**Objective**
Copy out the rows below, swapping each occurrence of "yellow basketball shoe" for "yellow sneaker" and keeping every other character as it is.

(Stored records)
---+---

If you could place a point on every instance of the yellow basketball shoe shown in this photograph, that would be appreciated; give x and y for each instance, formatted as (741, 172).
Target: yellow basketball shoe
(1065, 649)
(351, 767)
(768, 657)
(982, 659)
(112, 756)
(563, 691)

---+---

**Task solution**
If you could place a point on every instance of the yellow sneaker shown in this photograph, that would be appreciated; give x and y for each instance, formatted as (741, 172).
Target: yellow sneaker
(1065, 649)
(351, 767)
(768, 657)
(982, 659)
(112, 756)
(563, 691)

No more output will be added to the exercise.